◆ Extract

Next we have a function that actually uses this trie to pull indices

getSubsetDiffs[q_, prefTrie_, prefTrieDepth_] :=
 Module[{qComp = Complement[Range[ndim], q], initInds, qRest},
  initInds = prefTrie[Sequence @@ qComp[[;; prefTrieDepth]]]["idx"];
  qRest = qComp[[1 + prefTrieDepth ;;]];
  Pick[initInds, Plus @@ diffdata[[qRest, initInds]], 0]
  ]

and now some timing comparisons

getSubsetDiffsOG[q_] :=
 Random`Private`PositionsOf[
  Plus @@ diffdata[[qComp]], 
  0
  ]
AbsoluteTiming[
  Do[
   getSubsetDiffsOG[q],
   {q, subsets}
   ]
  ][[1]]

40.5721

diffcounts = Total[diffdata];
F = q \[Function]
   Random`Private`PositionsOf[
    Plus[diffcounts, SparseArray[Partition[q, 1] -> -1, ndim, 0].diffdata], 0];
AbsoluteTiming[
  Do[
   F[q],
   {q, subsets}
   ]
  ][[1]]

19.7401

AbsoluteTiming[
  Do[
   getSubsetDiffs[q, $preindexTrie, $preindexTrieDepth],
   {q, subsets}
   ]
  ][[1]]

5.81803

which shows a factor of ~7 speedup over the totally naive method and a factor of ~3 speedup over Henrik's approach, after accounting for the time required to build the trie.

◆ Task requirements
1. Write out the portion of the Mathematica trie excerpt that starts at the words "which shows a" and ends after "build the trie.".
2. In the Mathematica trie excerpt, what speedup factor does the trie method achieve over Henrik's approach?
The listing is unrelated to the Mathematica trie excerpt.

◆ Given data
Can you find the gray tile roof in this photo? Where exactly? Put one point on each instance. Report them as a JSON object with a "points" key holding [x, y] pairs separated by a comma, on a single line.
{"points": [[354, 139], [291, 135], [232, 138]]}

◆ Answers to the exercises
1.
which shows a factor of ~7 speedup over the totally naive method and a factor of ~3 speedup over Henrik's approach, after accounting for the time required to build the trie.

2. About a factor of 3, after accounting for the time required to build the trie.